*GIVEN RECORDS*.
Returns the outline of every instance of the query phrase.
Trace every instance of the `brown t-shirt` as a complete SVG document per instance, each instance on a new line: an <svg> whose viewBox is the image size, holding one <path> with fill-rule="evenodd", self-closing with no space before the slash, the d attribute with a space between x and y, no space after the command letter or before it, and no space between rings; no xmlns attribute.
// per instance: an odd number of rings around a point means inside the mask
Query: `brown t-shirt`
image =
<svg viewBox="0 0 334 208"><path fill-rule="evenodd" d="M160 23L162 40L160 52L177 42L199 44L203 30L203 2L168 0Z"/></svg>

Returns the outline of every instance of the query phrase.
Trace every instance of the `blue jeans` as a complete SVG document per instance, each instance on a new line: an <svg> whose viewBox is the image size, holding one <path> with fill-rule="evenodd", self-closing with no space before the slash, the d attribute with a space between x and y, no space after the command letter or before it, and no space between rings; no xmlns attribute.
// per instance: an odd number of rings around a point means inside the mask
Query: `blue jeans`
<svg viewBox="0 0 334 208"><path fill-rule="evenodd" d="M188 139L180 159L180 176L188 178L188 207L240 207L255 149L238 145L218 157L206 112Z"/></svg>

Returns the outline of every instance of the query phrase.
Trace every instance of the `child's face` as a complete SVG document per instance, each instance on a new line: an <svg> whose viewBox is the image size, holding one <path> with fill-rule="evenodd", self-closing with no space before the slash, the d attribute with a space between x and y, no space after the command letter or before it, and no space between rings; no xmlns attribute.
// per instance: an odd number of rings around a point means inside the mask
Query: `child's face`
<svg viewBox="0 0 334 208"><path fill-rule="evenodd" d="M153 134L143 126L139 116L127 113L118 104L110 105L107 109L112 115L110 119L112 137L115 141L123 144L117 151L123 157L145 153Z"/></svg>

*AIM OF THE TASK*. Locate every line in the records that contains the string "shirt", treating uppercase and lowercase as different, and copy each of those lines.

*RESULT BELOW*.
Trace every instance of the `brown t-shirt` as a complete SVG document per instance, each instance on a new line: an <svg> whose viewBox is the image size, holding one <path> with fill-rule="evenodd", self-closing with no space before the slash, the d attribute with a space between x and y, no space after the command letter or before it, and no space between rings; no xmlns attribute.
Query: `brown t-shirt`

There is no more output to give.